Aim —
In the records below, reproduce the lines verbatim from the line with "Wildlife-survey input: mark every instance of the skier in" up to and including the line with "point(576, 679)".

Entries from a pointing dataset:
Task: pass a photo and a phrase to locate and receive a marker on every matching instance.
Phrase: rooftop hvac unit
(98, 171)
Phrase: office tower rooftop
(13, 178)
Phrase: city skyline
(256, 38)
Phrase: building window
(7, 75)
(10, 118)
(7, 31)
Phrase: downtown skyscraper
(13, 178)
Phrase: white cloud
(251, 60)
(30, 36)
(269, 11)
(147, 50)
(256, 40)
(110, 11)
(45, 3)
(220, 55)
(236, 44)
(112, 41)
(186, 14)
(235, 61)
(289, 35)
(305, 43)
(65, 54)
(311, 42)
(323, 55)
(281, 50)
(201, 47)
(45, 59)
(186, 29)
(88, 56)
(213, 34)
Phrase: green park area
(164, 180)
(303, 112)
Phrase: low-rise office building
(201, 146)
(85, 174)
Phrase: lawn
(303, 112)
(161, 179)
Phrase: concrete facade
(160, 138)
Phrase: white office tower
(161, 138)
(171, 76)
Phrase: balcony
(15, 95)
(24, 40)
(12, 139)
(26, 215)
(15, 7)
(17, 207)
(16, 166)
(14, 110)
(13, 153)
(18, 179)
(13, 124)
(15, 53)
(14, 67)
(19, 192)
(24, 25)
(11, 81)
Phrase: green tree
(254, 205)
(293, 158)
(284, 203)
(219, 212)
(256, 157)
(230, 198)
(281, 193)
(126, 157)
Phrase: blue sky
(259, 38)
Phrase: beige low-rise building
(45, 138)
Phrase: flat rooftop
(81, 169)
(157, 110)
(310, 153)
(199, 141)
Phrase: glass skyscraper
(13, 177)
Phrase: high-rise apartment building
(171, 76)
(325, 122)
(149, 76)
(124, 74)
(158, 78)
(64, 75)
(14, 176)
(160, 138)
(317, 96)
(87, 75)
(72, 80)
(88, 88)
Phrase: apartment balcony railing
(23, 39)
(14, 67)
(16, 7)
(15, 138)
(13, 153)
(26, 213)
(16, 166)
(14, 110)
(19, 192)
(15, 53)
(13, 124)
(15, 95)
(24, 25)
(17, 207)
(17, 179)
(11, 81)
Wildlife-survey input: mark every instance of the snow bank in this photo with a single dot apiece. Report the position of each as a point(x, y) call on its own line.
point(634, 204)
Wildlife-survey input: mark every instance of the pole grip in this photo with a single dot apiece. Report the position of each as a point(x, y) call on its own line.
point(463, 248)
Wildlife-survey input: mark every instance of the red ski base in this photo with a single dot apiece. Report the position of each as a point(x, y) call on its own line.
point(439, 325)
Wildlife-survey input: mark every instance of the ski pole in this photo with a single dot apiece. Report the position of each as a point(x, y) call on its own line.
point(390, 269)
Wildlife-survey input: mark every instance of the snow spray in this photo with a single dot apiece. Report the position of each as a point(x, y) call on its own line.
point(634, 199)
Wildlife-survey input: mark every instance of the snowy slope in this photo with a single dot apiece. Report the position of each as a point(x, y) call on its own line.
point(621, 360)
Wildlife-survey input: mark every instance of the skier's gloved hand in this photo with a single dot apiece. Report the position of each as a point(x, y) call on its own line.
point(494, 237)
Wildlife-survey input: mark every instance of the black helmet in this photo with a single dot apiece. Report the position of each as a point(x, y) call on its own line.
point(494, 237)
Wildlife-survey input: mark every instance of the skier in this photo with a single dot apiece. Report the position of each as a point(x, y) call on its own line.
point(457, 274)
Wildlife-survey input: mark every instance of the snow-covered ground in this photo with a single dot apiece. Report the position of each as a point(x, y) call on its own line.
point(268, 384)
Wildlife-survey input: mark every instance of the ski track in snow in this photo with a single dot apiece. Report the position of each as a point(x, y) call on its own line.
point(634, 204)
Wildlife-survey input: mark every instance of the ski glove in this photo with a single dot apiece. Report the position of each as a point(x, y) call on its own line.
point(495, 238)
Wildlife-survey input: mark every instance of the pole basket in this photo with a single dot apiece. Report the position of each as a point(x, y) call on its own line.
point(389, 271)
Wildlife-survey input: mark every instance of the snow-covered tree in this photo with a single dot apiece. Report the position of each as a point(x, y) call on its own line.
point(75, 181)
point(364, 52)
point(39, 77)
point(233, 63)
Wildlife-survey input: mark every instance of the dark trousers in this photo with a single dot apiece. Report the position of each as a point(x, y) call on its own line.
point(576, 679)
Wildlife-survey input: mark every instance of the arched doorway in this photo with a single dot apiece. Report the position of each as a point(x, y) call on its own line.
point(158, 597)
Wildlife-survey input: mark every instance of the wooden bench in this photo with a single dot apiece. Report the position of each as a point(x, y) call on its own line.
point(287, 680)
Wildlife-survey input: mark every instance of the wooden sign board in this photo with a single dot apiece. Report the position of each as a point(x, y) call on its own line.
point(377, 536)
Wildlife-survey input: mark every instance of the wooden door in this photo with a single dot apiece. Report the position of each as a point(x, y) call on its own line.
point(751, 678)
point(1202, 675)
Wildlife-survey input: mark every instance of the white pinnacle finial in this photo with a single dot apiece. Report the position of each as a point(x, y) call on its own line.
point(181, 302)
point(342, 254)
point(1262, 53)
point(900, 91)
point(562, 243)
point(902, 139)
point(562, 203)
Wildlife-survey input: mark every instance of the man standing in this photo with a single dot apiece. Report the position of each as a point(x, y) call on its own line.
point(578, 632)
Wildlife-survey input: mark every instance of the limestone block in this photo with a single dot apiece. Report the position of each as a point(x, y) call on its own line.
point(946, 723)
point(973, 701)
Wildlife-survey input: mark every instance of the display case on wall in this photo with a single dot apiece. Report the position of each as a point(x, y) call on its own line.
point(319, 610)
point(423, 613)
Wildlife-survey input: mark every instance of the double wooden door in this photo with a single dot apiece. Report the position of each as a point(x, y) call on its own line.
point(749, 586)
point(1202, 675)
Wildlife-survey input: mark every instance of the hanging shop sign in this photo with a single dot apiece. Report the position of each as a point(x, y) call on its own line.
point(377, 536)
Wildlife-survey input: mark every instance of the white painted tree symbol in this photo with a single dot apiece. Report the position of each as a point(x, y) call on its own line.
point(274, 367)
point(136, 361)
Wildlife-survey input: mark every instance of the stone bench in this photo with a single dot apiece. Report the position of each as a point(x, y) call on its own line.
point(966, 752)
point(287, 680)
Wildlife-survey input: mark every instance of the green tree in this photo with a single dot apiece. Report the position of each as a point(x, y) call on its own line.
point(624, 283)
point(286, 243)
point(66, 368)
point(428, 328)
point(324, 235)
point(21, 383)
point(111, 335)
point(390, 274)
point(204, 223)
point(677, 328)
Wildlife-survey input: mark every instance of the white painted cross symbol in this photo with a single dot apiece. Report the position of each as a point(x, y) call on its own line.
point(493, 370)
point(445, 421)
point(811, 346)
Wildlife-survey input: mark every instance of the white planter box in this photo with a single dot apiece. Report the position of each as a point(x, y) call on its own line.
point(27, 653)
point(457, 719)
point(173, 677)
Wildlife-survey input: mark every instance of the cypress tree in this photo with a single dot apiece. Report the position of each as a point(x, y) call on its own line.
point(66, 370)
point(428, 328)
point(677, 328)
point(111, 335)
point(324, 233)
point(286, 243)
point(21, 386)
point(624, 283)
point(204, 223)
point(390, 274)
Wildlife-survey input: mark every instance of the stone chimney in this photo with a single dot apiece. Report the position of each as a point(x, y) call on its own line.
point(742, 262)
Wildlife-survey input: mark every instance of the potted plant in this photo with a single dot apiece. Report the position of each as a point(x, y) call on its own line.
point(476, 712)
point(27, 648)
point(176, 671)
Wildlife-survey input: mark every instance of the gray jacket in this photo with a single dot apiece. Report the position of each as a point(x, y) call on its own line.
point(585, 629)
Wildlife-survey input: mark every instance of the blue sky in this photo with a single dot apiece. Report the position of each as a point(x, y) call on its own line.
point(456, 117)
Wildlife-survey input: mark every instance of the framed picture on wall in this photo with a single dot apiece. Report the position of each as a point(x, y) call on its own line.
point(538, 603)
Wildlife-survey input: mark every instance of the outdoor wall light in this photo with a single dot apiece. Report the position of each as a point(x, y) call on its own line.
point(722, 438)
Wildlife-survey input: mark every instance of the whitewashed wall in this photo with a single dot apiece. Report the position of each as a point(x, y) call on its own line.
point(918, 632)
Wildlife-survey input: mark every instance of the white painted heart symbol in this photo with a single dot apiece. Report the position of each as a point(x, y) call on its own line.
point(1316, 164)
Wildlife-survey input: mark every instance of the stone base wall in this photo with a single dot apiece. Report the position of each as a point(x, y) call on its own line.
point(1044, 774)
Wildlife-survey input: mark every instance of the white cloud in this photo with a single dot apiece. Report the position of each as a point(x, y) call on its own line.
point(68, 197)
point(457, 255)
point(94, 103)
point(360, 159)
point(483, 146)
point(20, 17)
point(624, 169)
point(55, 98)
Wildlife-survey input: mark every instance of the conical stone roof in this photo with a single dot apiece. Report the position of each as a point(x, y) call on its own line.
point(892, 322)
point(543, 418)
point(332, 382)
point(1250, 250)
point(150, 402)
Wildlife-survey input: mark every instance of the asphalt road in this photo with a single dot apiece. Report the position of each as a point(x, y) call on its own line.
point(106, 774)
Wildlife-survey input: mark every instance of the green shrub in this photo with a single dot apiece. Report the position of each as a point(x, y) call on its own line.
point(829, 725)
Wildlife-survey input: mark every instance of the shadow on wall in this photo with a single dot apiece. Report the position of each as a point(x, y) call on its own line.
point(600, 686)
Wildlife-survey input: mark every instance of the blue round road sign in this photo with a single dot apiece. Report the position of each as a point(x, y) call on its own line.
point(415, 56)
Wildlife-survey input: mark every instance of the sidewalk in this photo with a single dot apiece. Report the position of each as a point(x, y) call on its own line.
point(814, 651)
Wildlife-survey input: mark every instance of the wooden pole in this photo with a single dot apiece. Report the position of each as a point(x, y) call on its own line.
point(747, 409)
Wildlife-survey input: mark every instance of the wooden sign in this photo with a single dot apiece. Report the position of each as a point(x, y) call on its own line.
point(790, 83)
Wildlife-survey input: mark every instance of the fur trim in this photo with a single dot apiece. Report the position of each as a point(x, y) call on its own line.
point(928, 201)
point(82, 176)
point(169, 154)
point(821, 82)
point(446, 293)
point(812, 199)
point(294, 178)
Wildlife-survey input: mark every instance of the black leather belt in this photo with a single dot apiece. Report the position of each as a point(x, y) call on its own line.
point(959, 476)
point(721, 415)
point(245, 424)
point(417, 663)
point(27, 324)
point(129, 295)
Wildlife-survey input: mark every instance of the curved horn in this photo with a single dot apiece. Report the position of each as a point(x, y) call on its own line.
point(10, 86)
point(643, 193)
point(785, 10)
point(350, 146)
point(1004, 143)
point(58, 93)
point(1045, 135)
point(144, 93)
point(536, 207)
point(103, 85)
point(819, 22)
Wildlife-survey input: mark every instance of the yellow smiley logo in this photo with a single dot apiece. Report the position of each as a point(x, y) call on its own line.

Finished answer —
Wildlife-survey input: mark every instance of the skier in this photo with a single dot apiece. Report the position of each as a point(x, y) call on its own line.
point(457, 274)
Wildlife-survey input: mark every instance of the snow-covered ground in this photo with a single dot apiece. Report the position of each as a point(x, y) call on its own line.
point(268, 384)
Wildlife-survey input: mark every instance of the ski track in snow in this photo with a single dot apiece. Report the position of each as a point(x, y) call on its own line.
point(634, 204)
Wildlife-survey input: mark every instance of the ski glove in this photo with a single dot apiece. Report the position of each as a point(x, y) call on its own line.
point(495, 238)
Wildlife-survey input: mark every instance of the pole basket in this photo with a single dot apiece. Report the position of each as a point(x, y) call on its own line.
point(389, 271)
Wildlife-survey input: mark every instance of the snow-covered tree in this photo with a single dot apiece. Report the position of each as a point(x, y) call on its own line.
point(75, 181)
point(364, 52)
point(39, 77)
point(233, 63)
Wildlife-survey input: mark every instance of the dark trousers in this photo with a single dot apiece. Report the position of each as a point(x, y) call on its own line.
point(576, 679)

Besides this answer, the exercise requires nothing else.